- _Exercise inputs_
******
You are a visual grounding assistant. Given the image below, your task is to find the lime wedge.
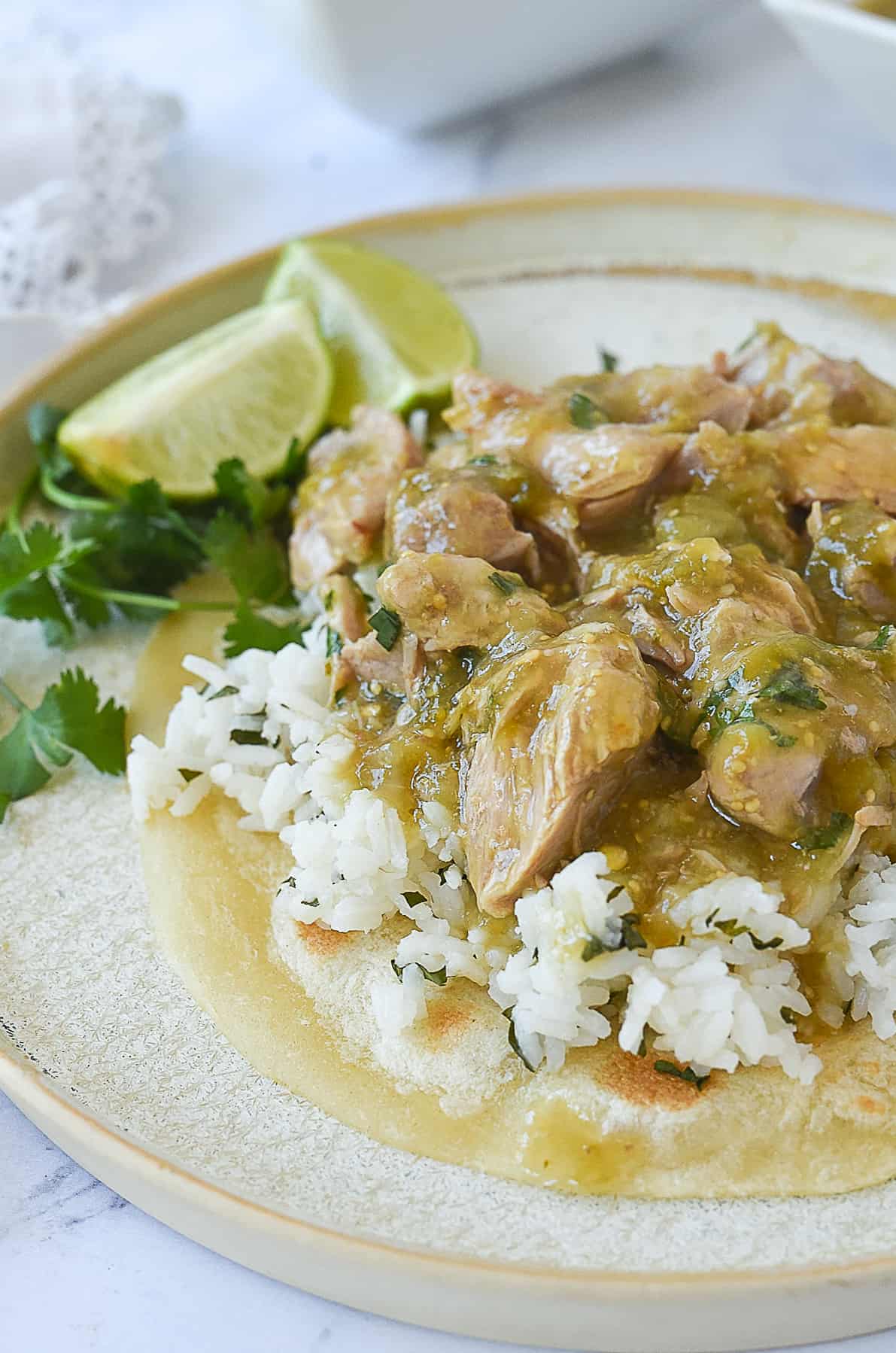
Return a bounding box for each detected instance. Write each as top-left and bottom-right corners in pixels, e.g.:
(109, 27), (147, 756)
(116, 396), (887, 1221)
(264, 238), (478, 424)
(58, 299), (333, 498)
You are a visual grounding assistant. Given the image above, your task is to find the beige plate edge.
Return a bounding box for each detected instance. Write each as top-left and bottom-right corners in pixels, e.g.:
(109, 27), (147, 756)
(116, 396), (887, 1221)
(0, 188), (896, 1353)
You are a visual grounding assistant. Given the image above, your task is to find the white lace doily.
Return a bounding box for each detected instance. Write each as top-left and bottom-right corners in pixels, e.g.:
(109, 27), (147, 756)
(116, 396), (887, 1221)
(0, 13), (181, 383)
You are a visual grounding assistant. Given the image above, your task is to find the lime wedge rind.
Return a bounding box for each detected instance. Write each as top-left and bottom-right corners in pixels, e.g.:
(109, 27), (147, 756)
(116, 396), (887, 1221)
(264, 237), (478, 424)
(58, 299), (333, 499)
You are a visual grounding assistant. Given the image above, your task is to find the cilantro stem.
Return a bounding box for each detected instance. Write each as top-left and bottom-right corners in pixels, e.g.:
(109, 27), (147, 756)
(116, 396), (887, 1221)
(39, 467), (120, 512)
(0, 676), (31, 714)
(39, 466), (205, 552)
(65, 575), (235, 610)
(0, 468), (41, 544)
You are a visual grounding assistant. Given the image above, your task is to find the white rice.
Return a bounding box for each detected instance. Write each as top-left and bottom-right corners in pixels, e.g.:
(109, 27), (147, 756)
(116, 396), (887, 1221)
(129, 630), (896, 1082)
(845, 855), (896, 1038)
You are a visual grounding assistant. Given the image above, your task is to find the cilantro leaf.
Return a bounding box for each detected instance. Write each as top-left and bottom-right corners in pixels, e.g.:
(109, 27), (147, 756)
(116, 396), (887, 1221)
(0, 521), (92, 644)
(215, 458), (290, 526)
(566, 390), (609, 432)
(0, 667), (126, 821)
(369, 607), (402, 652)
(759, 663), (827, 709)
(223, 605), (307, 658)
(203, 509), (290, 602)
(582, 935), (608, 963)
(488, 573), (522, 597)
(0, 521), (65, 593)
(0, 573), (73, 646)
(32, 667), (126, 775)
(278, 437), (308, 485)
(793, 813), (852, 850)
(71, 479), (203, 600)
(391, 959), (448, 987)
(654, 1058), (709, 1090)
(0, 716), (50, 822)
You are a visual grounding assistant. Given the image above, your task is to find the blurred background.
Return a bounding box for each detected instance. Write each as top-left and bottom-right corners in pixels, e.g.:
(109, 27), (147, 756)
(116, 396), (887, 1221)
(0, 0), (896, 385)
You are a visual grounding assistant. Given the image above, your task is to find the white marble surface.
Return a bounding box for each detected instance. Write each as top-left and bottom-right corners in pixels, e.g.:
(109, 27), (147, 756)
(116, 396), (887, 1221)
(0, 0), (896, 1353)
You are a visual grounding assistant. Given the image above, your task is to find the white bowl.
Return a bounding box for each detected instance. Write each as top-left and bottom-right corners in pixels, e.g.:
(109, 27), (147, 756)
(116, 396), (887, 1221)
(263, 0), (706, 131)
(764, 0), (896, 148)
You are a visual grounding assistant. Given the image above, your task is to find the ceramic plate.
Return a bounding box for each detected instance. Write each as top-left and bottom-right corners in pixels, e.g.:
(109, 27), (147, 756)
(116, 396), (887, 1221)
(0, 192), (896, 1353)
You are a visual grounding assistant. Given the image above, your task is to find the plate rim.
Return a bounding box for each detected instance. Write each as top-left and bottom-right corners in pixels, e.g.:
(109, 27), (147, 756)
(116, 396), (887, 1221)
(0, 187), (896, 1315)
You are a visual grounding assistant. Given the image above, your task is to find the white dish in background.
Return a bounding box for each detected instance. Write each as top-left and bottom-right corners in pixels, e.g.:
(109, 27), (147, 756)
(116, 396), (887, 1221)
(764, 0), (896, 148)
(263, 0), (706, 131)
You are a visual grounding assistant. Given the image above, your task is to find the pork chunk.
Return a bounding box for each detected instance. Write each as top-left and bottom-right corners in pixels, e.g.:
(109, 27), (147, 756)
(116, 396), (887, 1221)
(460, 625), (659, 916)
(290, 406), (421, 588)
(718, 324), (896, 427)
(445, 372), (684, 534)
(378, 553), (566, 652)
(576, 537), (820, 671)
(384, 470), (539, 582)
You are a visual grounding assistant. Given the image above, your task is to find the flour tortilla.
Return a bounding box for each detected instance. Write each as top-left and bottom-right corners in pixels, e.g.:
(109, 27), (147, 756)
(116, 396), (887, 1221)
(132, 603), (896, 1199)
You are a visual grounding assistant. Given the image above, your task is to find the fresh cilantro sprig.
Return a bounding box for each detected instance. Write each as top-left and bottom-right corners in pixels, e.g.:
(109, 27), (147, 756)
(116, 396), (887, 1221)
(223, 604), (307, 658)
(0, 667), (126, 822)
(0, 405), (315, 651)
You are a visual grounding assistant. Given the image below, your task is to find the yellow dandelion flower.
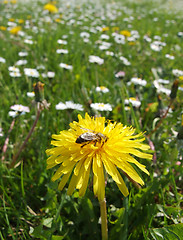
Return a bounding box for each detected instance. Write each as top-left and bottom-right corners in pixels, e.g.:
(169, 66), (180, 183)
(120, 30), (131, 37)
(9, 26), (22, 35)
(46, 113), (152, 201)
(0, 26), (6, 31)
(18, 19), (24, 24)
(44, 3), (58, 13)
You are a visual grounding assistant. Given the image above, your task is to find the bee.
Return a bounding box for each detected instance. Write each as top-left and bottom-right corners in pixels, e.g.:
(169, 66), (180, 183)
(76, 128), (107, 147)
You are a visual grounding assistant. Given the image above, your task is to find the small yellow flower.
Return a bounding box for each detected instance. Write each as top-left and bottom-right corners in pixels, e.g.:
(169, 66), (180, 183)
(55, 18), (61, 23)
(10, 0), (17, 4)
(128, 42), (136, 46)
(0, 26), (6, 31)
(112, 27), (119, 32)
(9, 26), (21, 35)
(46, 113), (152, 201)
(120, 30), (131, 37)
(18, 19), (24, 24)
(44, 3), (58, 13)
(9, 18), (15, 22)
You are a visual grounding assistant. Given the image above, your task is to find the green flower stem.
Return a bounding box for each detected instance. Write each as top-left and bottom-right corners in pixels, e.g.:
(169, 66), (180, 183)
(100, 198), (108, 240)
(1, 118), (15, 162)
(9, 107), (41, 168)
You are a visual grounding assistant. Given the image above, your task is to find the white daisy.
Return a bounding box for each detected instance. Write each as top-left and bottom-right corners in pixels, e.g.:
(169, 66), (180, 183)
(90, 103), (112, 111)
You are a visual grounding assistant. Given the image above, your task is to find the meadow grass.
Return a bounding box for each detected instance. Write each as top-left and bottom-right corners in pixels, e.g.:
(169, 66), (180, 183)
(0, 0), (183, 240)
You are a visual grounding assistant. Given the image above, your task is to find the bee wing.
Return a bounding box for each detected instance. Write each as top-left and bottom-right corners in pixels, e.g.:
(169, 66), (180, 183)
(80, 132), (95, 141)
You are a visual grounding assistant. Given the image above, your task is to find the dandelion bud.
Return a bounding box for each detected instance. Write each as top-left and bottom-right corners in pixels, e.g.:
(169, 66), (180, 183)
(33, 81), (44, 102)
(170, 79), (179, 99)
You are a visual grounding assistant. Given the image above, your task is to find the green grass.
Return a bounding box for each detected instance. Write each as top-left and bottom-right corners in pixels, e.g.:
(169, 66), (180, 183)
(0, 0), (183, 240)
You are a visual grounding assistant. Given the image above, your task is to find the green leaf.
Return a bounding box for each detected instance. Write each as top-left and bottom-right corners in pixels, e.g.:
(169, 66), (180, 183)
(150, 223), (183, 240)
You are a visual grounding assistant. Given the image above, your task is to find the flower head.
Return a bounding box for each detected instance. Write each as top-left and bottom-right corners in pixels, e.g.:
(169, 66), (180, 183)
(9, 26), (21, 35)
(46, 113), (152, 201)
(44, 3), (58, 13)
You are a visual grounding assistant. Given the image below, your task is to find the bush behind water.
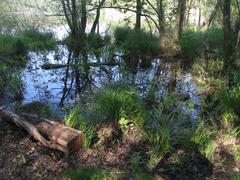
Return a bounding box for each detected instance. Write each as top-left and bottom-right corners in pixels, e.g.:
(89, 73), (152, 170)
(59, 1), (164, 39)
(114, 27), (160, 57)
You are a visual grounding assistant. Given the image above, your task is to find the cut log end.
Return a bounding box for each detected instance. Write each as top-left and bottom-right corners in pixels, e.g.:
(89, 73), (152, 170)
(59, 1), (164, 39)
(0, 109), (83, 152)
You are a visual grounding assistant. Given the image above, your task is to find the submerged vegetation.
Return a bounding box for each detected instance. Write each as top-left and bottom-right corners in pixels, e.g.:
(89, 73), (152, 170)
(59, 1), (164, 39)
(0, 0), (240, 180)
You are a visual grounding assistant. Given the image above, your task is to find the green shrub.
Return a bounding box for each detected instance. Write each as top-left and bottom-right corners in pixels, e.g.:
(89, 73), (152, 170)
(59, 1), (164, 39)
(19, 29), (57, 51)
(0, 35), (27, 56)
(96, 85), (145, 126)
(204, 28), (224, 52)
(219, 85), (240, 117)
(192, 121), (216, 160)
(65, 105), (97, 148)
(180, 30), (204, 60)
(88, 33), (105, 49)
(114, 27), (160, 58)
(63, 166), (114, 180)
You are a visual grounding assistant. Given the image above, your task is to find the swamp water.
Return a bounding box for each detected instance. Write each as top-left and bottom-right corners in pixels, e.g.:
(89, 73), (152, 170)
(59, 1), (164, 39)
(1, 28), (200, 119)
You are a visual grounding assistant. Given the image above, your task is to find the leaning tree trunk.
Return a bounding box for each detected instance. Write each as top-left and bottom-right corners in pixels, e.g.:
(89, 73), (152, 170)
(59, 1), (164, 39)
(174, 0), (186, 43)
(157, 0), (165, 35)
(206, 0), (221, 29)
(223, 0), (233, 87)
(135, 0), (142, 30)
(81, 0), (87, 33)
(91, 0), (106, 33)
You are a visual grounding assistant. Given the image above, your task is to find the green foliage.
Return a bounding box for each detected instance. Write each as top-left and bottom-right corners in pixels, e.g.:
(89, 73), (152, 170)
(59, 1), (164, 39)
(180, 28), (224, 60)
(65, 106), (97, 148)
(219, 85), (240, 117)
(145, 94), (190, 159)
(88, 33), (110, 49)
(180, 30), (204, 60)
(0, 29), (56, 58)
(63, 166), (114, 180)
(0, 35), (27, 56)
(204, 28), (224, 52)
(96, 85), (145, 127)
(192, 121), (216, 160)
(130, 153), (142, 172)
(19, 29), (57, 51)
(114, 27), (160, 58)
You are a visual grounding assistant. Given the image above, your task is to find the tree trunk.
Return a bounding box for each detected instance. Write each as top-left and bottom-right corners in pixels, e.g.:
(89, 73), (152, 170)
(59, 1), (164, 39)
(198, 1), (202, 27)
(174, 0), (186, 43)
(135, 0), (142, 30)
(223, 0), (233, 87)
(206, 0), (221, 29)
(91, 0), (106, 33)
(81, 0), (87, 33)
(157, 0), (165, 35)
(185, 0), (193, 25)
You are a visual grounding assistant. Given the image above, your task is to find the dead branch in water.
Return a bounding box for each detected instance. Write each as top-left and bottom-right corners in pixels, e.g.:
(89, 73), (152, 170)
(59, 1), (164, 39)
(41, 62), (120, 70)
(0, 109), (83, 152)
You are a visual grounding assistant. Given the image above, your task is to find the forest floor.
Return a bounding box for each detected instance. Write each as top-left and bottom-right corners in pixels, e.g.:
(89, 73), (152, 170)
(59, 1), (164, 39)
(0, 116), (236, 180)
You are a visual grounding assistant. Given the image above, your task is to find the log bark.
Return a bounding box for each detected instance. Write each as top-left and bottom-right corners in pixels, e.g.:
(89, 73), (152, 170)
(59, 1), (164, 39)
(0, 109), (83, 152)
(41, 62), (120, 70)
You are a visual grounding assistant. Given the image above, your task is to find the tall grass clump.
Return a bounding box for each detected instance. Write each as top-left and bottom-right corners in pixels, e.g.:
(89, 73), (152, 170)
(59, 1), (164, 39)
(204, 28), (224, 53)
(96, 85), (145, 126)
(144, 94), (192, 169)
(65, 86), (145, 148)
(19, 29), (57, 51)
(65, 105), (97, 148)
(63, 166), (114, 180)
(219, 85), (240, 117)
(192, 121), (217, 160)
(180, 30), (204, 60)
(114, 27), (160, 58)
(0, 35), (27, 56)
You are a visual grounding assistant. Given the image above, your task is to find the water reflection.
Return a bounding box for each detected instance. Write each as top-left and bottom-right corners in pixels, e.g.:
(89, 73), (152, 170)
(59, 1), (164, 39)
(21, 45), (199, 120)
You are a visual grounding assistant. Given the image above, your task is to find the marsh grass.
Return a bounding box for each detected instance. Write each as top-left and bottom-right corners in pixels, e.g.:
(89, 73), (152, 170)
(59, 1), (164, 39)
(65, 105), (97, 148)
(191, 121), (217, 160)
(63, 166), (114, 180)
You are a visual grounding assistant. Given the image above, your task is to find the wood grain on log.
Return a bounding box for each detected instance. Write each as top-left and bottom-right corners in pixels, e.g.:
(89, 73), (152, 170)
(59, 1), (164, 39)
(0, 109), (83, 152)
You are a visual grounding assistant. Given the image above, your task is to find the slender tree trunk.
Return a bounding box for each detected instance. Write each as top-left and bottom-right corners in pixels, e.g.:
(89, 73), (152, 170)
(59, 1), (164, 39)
******
- _Problem requirements_
Please copy out the listing above word for word, beginning with its first line and stopping after the line that contains "(0, 188), (896, 1353)". Leave the pictures out of your answer.

- _Worked solution_
You are a visual grounding assistant. Given the image below, your task is to find the lime wedge.
Return a bounding box for each detected instance. Write each as top-left and bottom-right corners in pixels, e.g.:
(109, 27), (147, 756)
(116, 396), (887, 1221)
(264, 238), (478, 424)
(58, 299), (333, 498)
You are a visual grounding assistant. Given the image above, your task is to find the beige plate edge.
Return a bounding box for each detected instance. Write each as top-left and bottom-right corners in pixels, e.g.:
(109, 27), (147, 756)
(116, 396), (887, 1221)
(0, 188), (896, 1353)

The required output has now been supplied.